Task statement - Count the lines in the material below that contain the string "negative", with case treated as significant. Reply with the number only.

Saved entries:
════════

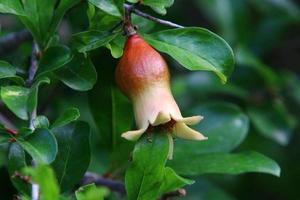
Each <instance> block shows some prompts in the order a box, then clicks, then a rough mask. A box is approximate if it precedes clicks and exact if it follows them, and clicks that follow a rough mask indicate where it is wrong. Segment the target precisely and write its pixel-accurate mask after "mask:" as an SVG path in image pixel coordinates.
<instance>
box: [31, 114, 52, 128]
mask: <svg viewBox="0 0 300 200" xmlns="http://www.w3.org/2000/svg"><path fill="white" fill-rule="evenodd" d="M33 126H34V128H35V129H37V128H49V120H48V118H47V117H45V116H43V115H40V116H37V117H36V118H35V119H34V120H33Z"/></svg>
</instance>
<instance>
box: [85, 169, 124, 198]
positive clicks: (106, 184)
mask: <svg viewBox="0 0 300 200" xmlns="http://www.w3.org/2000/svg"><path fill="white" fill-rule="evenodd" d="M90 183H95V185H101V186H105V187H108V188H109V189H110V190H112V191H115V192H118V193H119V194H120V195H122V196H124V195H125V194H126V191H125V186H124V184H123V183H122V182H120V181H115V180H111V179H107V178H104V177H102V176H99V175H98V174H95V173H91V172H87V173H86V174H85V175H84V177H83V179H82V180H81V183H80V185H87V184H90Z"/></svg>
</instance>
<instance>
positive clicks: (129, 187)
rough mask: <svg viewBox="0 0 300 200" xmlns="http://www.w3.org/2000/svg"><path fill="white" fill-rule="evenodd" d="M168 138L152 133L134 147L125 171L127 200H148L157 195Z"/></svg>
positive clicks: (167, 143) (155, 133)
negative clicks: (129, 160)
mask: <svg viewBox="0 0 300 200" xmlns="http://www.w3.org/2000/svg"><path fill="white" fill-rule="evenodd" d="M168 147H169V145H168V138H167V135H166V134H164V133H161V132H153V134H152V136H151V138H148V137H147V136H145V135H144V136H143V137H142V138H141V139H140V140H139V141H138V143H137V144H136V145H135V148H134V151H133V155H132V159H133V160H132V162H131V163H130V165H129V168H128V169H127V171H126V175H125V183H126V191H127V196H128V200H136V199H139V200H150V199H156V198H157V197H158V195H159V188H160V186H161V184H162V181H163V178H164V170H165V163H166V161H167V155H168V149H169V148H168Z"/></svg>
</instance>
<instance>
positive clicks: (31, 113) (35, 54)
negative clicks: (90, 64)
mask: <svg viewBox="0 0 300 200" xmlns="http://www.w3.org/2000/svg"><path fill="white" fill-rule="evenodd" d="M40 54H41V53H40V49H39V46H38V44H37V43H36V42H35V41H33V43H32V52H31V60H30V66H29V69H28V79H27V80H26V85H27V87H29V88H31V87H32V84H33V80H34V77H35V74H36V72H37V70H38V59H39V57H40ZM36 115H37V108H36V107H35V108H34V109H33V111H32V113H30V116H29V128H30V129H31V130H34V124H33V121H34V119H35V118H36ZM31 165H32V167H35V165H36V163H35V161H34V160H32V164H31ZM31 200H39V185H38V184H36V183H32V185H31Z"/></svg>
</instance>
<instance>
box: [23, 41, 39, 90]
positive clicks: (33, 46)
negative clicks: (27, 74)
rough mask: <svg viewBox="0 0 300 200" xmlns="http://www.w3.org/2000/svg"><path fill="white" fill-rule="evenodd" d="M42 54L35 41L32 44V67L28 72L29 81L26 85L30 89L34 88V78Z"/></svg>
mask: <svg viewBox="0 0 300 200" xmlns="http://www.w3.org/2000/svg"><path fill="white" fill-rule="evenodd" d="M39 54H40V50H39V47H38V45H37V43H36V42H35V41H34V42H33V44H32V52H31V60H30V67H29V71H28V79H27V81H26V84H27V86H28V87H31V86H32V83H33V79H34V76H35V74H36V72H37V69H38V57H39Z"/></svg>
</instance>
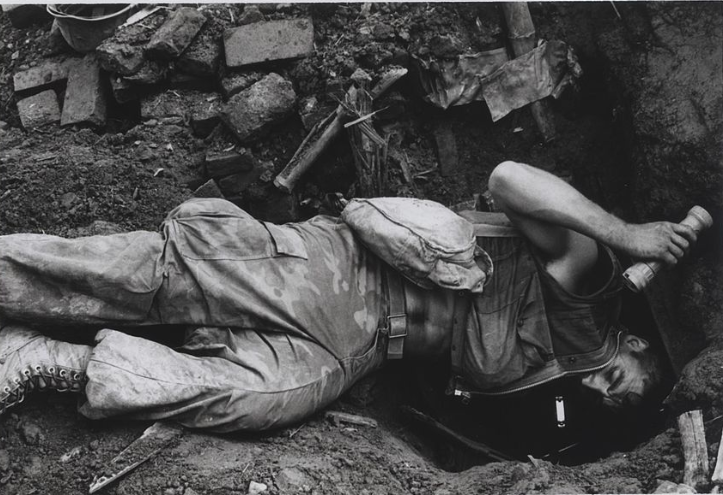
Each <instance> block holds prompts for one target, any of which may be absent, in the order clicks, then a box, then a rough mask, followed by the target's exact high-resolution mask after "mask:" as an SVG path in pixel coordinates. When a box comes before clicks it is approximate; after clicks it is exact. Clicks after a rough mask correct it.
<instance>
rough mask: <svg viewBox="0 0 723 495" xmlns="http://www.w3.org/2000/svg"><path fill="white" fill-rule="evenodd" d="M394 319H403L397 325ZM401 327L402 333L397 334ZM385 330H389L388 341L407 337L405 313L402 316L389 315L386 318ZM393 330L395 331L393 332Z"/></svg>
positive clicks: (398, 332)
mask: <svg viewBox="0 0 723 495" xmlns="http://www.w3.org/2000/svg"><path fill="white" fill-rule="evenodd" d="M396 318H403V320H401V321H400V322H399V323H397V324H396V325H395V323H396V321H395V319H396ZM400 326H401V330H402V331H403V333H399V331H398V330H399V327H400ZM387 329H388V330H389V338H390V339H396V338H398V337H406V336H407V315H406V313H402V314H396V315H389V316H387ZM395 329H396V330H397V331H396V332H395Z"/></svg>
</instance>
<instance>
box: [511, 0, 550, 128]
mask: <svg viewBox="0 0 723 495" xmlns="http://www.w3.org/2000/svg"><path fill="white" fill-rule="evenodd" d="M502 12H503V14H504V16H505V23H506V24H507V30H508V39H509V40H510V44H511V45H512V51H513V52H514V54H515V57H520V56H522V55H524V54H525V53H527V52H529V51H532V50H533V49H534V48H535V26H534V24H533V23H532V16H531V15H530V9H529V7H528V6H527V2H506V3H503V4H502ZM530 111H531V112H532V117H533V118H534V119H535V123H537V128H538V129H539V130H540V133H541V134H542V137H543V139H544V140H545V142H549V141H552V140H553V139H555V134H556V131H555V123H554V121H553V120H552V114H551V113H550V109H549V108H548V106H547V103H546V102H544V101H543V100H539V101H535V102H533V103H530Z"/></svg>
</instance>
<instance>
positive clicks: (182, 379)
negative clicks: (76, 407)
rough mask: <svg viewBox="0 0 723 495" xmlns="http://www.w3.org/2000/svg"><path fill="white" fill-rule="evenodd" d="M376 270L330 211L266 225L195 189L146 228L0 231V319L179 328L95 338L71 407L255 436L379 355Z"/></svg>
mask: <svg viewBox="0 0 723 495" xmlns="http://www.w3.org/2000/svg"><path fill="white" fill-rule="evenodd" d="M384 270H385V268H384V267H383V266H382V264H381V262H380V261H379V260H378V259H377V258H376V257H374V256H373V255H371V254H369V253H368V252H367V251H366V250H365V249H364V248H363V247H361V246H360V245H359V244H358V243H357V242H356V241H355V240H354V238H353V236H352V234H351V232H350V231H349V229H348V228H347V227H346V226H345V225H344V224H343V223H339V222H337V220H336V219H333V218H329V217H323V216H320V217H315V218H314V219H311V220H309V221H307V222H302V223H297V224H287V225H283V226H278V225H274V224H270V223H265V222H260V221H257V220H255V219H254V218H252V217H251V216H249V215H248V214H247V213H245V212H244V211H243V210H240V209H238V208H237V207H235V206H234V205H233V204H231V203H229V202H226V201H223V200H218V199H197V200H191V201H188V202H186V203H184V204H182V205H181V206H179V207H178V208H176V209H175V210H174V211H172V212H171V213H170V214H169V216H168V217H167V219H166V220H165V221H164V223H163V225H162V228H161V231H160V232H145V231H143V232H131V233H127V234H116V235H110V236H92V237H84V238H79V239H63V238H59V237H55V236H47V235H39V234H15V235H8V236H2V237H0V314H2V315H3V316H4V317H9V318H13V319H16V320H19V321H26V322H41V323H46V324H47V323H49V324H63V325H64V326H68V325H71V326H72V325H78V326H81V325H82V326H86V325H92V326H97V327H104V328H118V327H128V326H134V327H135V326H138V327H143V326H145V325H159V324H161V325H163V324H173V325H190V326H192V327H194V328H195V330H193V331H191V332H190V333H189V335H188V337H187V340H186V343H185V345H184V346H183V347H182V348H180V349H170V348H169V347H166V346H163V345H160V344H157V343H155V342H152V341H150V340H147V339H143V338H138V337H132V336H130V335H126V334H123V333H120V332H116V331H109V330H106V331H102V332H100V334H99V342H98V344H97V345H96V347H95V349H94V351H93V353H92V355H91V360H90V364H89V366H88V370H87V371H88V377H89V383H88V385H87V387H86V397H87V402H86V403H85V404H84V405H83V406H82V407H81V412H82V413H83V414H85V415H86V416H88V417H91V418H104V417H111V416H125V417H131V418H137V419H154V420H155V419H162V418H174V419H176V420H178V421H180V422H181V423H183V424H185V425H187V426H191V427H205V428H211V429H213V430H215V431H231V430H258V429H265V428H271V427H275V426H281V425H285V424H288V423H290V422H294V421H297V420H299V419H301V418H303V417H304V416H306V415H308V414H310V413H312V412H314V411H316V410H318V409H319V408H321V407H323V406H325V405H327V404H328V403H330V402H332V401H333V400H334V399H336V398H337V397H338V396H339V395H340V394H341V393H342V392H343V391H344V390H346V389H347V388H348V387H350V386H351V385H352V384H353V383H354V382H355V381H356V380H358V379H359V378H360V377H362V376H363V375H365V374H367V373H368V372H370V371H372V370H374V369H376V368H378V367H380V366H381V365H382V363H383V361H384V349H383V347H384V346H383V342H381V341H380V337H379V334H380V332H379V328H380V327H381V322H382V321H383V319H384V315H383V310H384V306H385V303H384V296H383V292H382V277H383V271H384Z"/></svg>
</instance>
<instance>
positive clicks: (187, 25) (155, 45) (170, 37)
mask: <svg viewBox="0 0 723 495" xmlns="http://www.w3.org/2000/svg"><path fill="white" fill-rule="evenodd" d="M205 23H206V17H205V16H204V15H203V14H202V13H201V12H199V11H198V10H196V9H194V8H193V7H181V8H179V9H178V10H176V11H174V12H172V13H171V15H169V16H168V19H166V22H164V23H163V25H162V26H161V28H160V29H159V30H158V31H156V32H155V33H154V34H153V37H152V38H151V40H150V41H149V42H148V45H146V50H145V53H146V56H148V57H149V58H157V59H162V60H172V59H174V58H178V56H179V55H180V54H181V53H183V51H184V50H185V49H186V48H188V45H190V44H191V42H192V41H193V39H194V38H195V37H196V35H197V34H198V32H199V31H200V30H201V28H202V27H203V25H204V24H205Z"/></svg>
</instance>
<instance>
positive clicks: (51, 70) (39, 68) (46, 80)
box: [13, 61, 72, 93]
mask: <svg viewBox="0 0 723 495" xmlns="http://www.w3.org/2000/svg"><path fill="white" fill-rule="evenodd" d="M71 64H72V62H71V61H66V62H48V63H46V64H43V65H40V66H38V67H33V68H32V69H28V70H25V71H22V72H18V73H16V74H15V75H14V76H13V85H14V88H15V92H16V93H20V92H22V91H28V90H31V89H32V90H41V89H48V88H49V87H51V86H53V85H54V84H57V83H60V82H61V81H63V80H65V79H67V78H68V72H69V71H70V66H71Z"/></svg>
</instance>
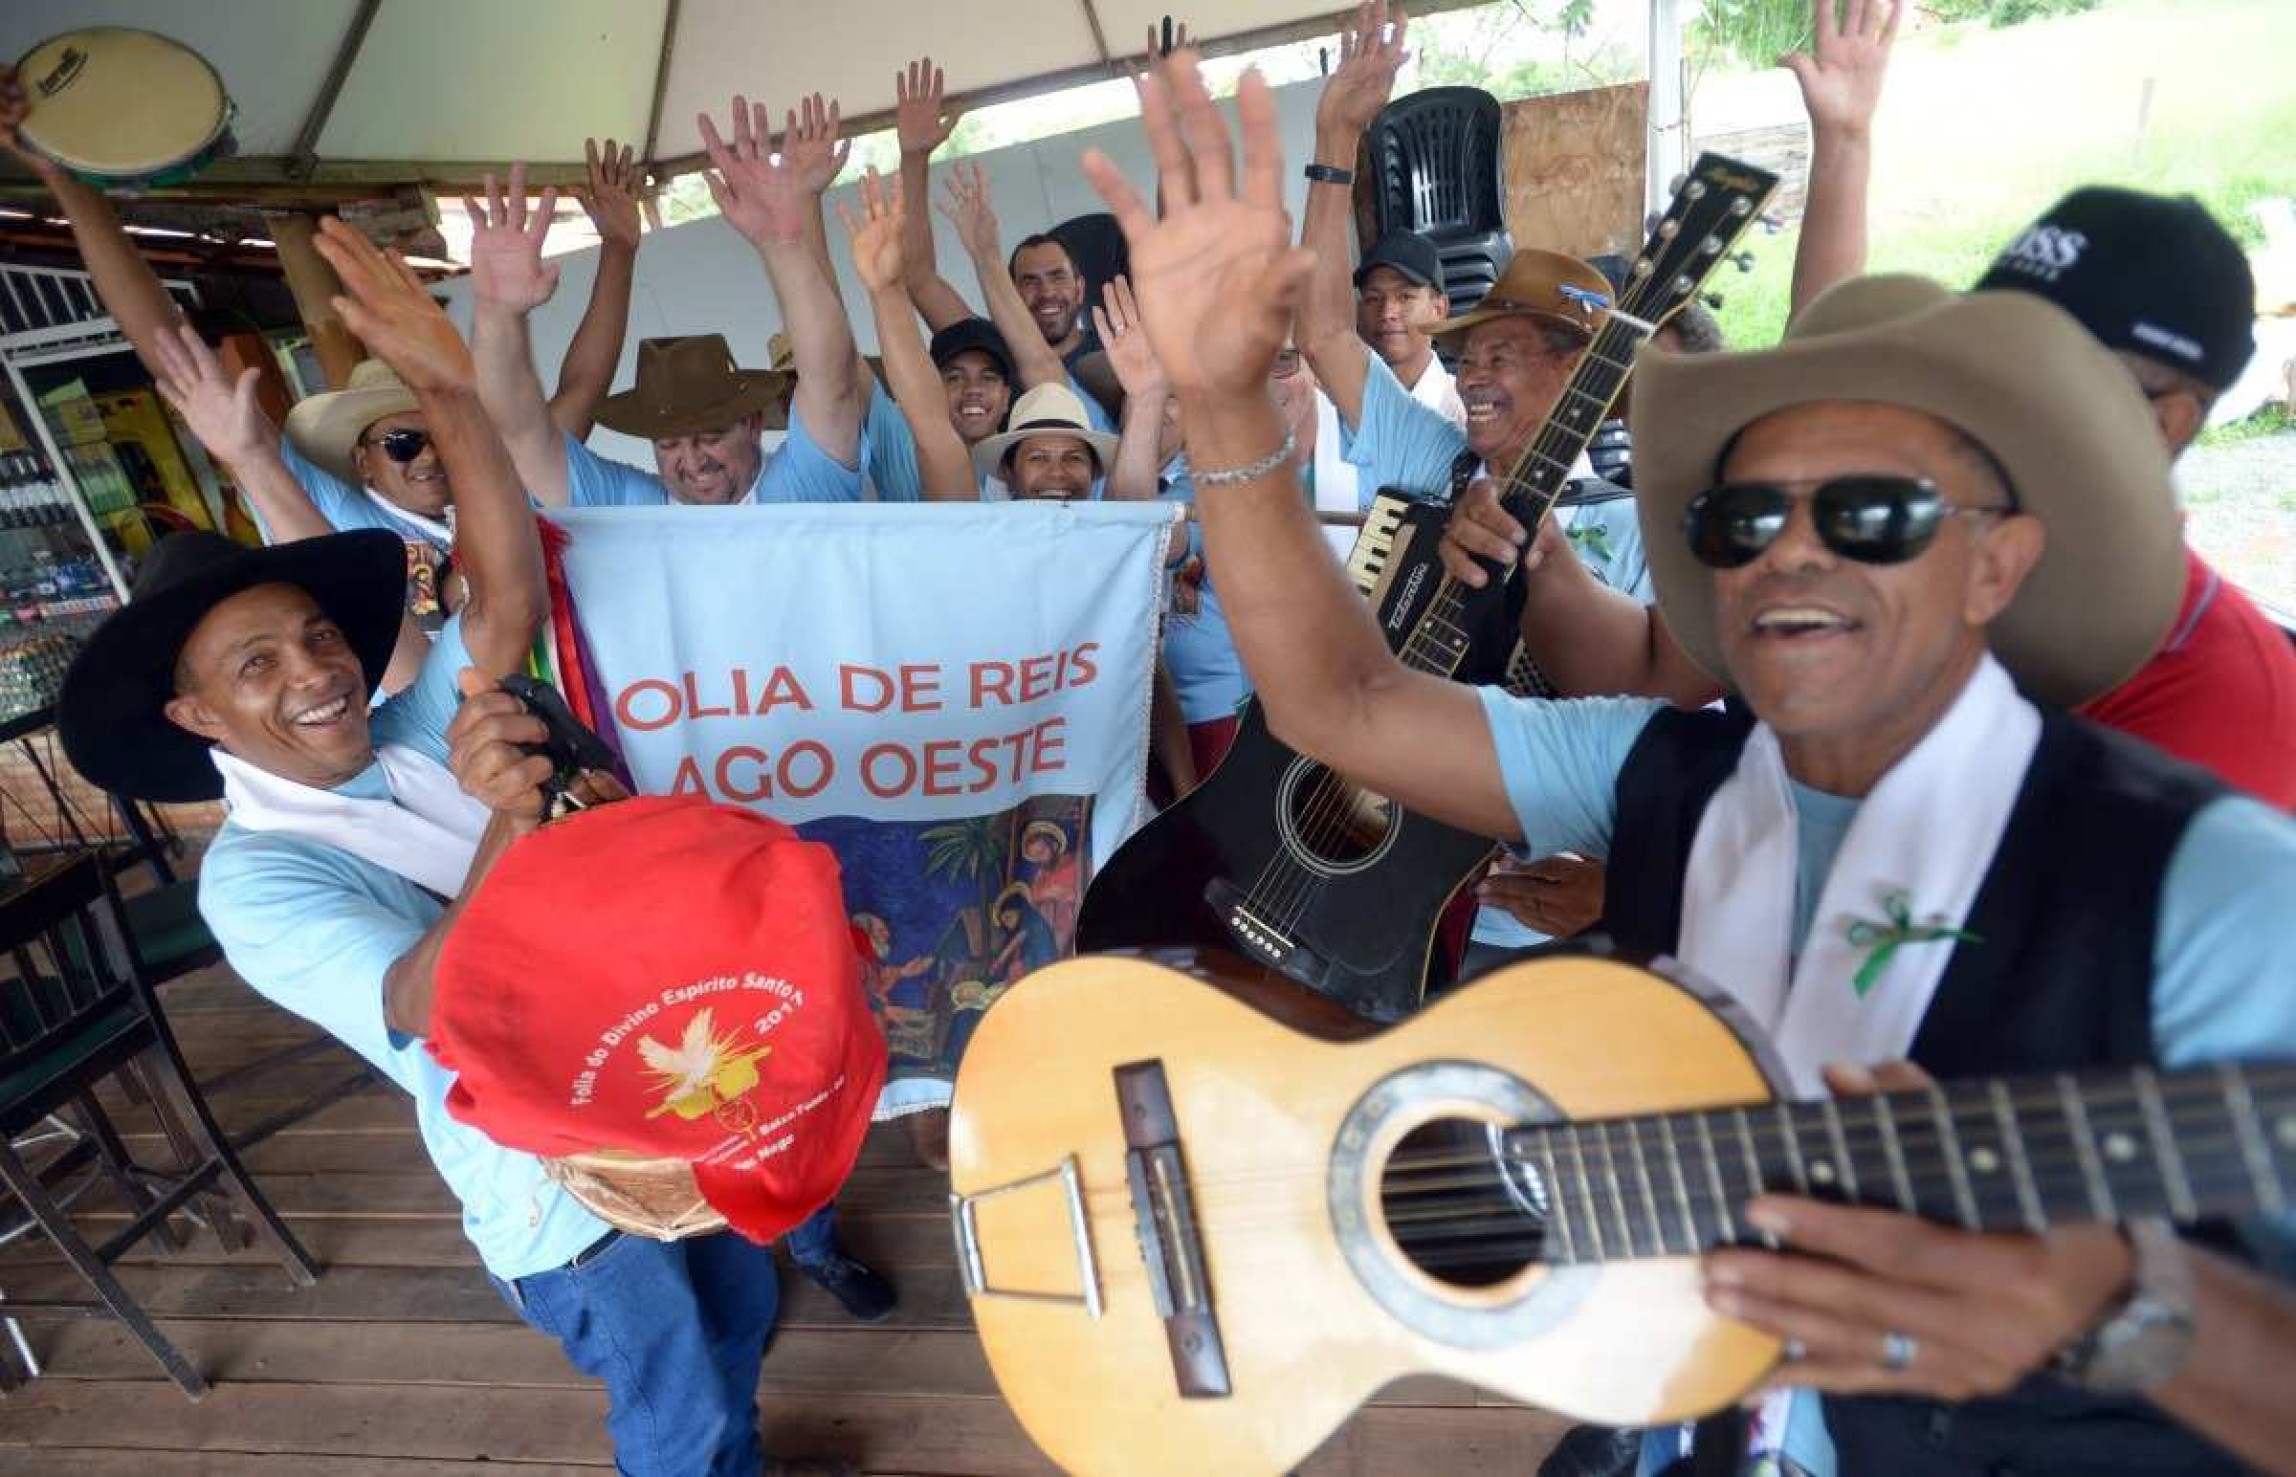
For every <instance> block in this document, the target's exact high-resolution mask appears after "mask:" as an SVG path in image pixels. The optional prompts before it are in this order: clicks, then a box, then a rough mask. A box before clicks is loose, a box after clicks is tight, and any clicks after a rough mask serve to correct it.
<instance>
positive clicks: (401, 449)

════════

Solution - 4